My journey With Maker Faire -Does the maker movement matter?

My journey With Maker Faire -Does the maker movement matter?

ZachKaplan2

I’ve been a “maker” my whole life. I was introduced to making by my parents through construction toys like LEGOs, Duplos, Construx, Tinker Toys, Cardboard Red Bricks, and just about every other construction toy on the market. My grandfather got me my first soldering iron and my first remote control car, the Futaba FX-10 that you had to assemble. After that experience I was hooked. The struggle I felt growing up was that my imagination was way ahead of my ability to make. This frustrated me, but also motivated me to pursue a career working with professional product developers. I was inspired by the tools, techniques, and talent they used when bringing products to store shelves. I was also baffled by the fact that I could go to a big box retailer and buy a product like a cool plastic plate for less than I could buy a rectangular sheet of plastic. Also I could only buy a sheet of plastic in primary colors and the products in the store had all sorts of fancy colors. It felt so unfair! It felt like the professionals had access to materials and tools that I didn’t.

[Region segmentation data]
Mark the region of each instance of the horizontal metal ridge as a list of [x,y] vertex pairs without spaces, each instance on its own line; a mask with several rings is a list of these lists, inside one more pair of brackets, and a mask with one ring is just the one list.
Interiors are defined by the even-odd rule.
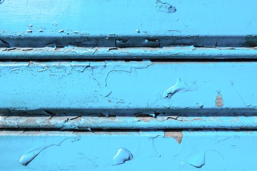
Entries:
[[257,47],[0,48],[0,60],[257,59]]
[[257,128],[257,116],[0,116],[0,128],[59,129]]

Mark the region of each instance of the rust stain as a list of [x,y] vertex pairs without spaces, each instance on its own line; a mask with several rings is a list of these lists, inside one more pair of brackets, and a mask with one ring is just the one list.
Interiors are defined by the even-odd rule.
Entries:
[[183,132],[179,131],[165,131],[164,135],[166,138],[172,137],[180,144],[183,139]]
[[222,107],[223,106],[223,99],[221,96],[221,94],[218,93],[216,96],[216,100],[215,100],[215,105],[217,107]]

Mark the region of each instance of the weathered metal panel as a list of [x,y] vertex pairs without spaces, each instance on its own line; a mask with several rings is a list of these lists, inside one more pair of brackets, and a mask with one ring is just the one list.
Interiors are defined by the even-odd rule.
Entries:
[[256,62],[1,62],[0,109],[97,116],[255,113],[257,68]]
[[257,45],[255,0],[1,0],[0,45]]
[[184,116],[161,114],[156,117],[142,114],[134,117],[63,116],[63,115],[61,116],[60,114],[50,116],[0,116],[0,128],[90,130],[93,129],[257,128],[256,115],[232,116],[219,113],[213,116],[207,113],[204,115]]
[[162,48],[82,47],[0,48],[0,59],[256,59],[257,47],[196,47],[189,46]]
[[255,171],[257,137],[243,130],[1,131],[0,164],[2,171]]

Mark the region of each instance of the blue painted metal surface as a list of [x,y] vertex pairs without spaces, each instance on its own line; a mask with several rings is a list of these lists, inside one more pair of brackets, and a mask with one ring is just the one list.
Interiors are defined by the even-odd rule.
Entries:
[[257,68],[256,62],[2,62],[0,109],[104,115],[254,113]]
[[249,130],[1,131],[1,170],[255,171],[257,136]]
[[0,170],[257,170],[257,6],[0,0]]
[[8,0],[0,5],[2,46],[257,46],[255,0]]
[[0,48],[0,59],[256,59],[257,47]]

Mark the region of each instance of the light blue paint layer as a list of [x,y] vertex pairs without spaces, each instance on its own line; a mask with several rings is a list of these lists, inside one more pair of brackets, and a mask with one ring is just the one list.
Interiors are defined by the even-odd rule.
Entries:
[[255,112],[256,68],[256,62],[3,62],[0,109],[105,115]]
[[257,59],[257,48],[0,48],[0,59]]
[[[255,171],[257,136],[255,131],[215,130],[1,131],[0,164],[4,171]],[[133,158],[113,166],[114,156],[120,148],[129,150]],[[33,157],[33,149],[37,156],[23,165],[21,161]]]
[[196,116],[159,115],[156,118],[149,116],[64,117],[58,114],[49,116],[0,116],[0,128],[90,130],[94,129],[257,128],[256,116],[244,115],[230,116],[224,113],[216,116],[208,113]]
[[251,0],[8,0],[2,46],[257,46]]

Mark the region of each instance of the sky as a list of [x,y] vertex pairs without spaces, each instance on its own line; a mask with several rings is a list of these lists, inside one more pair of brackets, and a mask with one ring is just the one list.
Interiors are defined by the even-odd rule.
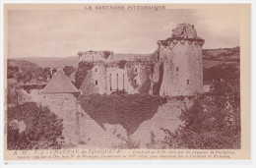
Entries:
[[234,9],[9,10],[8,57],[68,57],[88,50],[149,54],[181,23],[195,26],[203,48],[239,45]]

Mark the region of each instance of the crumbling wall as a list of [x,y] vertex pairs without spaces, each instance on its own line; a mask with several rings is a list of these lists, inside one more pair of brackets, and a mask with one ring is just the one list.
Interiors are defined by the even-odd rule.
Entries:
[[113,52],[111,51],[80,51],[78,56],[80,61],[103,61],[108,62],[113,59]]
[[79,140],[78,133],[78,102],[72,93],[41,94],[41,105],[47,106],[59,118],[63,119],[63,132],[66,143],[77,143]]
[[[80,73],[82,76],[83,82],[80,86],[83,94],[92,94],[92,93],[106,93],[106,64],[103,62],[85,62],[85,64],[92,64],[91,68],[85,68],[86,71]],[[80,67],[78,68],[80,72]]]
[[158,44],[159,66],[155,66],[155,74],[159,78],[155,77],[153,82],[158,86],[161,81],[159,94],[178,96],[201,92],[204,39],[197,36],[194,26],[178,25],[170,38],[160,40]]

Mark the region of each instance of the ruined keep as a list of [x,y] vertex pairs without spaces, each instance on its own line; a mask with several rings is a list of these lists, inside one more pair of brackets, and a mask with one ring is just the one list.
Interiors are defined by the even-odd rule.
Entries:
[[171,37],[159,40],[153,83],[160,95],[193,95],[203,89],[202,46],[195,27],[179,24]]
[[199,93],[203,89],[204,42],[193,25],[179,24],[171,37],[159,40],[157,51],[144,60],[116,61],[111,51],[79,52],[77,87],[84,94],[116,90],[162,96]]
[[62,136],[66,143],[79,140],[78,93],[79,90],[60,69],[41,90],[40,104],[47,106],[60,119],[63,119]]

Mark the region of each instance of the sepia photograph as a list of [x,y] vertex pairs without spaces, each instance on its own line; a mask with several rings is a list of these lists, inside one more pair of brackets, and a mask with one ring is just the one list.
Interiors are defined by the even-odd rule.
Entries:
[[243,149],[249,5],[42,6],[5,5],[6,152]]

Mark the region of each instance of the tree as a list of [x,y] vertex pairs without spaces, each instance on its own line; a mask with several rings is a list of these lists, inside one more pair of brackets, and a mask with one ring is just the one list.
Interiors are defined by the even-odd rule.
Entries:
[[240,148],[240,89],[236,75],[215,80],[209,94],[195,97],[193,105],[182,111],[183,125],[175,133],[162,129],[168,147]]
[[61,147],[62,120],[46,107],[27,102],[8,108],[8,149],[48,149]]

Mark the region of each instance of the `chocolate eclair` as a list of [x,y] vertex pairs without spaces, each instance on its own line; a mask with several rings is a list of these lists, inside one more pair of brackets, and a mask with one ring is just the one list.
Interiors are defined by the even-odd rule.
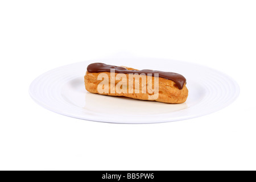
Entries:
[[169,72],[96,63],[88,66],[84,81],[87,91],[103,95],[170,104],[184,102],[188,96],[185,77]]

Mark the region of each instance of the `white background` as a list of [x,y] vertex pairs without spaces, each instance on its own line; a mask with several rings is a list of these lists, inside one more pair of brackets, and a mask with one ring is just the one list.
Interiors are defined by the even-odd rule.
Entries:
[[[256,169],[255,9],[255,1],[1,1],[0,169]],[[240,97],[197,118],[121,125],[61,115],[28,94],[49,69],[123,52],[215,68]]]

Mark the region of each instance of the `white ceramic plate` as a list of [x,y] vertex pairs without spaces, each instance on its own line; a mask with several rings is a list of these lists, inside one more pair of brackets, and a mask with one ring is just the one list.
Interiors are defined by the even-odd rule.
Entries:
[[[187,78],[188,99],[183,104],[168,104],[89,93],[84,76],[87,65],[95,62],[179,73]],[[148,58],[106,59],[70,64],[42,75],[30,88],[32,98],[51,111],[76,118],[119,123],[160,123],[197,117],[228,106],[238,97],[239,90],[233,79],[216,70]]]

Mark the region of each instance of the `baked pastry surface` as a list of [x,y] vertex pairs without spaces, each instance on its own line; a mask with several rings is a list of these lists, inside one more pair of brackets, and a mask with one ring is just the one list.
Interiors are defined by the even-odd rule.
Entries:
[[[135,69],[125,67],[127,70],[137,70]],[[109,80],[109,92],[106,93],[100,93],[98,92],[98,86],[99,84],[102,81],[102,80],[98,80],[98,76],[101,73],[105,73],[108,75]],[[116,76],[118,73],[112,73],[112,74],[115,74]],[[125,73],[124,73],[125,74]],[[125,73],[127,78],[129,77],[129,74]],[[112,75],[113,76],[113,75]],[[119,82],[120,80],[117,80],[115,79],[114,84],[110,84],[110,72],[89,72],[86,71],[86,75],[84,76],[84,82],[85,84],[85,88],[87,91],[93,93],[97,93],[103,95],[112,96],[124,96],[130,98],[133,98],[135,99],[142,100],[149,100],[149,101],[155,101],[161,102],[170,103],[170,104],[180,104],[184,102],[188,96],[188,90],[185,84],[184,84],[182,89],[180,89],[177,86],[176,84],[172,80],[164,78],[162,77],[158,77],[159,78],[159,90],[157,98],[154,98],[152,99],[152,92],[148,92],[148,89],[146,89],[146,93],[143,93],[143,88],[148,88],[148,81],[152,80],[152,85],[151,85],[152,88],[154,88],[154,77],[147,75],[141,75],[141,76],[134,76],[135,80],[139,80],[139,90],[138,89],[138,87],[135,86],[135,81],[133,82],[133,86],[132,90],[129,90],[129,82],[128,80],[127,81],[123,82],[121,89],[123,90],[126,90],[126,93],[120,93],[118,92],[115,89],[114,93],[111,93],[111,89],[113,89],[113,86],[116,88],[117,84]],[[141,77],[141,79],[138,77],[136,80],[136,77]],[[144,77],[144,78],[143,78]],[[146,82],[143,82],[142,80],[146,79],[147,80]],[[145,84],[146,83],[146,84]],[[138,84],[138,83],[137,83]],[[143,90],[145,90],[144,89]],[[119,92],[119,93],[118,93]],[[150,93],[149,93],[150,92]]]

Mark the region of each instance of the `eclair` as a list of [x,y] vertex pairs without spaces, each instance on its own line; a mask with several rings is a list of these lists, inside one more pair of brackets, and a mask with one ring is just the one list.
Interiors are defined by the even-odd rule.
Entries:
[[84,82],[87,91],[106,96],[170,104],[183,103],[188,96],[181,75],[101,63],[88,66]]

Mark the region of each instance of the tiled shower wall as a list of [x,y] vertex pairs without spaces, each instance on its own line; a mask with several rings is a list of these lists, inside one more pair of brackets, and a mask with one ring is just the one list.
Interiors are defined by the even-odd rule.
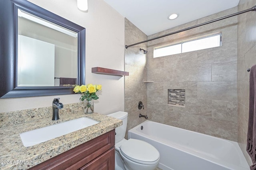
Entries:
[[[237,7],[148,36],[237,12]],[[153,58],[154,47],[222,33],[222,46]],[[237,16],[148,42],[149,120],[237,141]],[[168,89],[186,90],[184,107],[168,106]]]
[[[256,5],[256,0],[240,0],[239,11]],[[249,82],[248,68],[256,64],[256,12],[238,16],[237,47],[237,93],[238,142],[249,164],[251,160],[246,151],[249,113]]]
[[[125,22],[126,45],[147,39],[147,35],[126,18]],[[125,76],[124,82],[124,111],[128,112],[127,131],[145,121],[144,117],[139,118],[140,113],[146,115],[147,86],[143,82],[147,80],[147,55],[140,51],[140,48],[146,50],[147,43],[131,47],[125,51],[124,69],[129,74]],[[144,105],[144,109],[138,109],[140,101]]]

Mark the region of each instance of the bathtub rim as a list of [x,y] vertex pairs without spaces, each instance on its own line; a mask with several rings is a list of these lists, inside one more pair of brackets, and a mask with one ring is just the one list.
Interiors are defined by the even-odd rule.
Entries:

▸ Exercise task:
According to the maker movement article, which remote control car did the writer's grandfather provide?

▸ Output:
The Futaba FX-10, a car that had to be assembled.